Saved entries:
Start of Block

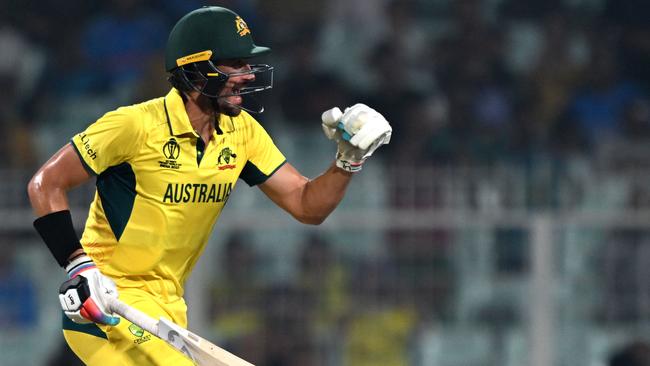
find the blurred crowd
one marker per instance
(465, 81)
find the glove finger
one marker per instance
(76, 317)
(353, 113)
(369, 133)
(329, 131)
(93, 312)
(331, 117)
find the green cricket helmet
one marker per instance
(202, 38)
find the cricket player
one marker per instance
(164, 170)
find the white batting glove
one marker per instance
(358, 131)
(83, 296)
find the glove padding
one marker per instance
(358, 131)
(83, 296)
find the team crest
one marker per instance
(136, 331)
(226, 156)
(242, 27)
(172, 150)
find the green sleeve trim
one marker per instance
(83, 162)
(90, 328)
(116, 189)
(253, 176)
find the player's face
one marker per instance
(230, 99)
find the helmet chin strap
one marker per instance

End of Block
Start of Block

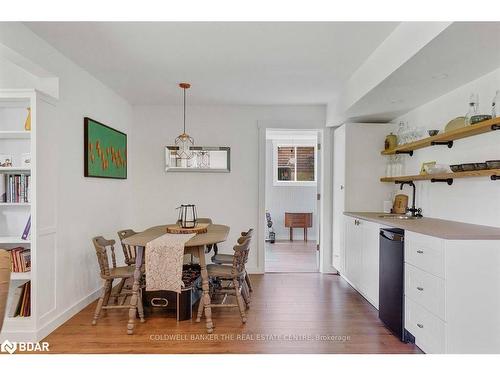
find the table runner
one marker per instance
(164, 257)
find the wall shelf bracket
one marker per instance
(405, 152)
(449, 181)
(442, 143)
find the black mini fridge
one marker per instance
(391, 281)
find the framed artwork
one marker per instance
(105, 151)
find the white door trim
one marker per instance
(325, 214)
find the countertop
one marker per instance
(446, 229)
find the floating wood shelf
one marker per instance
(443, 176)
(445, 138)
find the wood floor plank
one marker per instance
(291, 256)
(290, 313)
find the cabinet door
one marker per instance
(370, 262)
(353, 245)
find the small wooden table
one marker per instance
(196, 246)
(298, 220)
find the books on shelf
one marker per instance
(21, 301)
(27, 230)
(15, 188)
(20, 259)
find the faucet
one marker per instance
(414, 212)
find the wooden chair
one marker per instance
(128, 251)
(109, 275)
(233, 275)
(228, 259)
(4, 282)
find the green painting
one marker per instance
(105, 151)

End of Block

* REQUIRED WORK *
Every line above that holds "table" counts once; state the total and nothing else.

* RESPONSE BELOW *
2